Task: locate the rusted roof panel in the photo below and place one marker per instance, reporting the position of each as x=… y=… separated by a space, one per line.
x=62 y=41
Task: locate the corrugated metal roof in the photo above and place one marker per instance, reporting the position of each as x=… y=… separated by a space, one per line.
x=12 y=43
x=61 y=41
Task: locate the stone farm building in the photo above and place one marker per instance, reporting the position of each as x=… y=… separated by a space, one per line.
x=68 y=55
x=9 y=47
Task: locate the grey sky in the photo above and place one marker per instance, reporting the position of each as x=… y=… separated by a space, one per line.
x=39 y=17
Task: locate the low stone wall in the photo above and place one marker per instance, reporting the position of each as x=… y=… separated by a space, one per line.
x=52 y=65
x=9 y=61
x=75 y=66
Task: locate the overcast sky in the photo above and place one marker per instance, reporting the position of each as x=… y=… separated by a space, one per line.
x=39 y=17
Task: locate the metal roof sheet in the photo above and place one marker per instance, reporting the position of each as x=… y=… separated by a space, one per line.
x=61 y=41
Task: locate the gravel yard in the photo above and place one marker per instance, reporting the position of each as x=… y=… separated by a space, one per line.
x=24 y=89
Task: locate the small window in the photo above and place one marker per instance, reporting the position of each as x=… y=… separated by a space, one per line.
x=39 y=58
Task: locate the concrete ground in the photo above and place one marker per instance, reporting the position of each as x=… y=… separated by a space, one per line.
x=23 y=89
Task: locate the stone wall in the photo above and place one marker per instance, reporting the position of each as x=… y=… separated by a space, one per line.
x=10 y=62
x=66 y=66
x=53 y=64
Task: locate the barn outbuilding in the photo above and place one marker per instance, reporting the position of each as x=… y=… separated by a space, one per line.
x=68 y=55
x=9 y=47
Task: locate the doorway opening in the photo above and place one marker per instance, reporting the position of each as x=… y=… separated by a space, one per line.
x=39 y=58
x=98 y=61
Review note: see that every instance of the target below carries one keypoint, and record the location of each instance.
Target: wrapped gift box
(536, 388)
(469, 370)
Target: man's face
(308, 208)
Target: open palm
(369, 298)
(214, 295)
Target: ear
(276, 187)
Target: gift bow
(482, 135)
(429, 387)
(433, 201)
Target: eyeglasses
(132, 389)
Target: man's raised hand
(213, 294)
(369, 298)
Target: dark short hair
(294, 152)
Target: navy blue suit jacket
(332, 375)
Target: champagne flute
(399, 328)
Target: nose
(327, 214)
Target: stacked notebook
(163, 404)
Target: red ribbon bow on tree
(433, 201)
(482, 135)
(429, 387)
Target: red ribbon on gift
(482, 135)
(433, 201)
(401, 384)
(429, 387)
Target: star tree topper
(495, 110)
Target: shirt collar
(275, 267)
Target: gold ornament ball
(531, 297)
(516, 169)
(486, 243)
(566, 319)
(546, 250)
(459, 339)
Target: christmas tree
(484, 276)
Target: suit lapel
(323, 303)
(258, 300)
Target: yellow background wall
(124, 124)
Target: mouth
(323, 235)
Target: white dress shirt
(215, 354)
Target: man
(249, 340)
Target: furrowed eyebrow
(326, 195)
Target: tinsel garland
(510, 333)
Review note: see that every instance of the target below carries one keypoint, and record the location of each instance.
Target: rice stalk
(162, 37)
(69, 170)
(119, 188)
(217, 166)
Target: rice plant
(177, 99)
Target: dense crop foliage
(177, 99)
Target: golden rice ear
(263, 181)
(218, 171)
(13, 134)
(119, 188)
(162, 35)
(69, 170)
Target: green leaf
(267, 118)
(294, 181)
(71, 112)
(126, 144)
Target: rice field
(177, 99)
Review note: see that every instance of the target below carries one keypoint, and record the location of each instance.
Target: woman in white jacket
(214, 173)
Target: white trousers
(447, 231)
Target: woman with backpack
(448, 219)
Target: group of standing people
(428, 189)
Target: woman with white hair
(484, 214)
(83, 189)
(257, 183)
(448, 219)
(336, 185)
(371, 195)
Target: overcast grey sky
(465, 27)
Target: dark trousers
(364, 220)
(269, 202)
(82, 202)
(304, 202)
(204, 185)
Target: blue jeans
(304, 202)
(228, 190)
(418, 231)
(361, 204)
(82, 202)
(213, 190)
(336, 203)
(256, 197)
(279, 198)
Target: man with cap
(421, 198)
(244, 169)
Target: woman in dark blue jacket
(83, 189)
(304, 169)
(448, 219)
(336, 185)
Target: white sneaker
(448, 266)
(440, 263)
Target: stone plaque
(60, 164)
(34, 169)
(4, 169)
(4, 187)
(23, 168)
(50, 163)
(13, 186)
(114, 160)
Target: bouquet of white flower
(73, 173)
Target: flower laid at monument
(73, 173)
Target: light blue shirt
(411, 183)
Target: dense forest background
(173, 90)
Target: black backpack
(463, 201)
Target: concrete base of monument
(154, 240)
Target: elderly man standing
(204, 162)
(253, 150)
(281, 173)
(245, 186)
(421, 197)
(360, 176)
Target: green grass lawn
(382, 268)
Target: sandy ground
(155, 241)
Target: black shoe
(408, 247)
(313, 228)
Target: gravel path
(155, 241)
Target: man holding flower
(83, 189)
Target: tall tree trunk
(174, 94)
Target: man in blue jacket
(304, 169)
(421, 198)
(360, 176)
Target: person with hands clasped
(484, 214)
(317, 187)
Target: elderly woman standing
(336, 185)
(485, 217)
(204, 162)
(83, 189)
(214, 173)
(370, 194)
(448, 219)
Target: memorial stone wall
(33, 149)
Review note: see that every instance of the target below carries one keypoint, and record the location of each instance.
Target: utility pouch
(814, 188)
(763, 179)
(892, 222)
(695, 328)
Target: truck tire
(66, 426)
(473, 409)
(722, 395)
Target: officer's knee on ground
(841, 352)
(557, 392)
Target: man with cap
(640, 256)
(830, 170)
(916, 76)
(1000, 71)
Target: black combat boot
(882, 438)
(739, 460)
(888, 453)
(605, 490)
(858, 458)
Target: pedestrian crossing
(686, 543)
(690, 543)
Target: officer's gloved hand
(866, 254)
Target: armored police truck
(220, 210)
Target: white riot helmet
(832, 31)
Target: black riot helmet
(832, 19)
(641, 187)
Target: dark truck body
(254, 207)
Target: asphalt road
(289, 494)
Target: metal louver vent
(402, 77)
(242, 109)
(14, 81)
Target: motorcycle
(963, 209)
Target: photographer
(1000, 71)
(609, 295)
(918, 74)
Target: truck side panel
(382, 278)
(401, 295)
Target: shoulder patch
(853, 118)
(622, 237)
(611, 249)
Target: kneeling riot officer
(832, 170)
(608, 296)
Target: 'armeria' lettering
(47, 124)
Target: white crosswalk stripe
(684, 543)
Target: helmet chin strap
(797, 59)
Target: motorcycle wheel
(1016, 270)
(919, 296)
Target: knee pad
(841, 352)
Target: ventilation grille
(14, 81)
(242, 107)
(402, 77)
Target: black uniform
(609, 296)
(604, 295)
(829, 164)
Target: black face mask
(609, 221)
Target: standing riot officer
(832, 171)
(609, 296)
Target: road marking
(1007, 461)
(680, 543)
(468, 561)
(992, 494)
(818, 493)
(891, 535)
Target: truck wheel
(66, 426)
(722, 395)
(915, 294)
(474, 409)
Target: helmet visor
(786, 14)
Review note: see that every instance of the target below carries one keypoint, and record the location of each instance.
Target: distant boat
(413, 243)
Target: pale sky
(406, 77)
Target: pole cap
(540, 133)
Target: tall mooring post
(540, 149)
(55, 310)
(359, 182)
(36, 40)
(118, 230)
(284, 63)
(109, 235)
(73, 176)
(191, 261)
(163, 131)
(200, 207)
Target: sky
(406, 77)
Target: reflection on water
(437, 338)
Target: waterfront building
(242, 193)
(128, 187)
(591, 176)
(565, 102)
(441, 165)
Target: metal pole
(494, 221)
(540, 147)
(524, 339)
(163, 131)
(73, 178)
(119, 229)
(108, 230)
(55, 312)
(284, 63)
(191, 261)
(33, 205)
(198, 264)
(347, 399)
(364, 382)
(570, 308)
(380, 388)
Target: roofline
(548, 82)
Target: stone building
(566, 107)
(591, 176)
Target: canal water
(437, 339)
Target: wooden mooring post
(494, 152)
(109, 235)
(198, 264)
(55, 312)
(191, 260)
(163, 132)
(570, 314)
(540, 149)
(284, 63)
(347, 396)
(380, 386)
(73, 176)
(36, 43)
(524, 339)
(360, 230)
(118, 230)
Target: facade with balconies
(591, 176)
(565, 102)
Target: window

________

Your answer must be the line with "Target: canal water" and all lines after it through the final line of the entries, copied exactly and with nothing added.

## Result
Target: canal water
(437, 339)
Target: wooden mooring post
(494, 152)
(109, 235)
(198, 264)
(55, 312)
(191, 260)
(163, 132)
(570, 314)
(540, 149)
(284, 63)
(347, 396)
(380, 386)
(73, 176)
(36, 43)
(524, 339)
(360, 230)
(118, 230)
Target: facade with balconies
(591, 176)
(565, 102)
Target: window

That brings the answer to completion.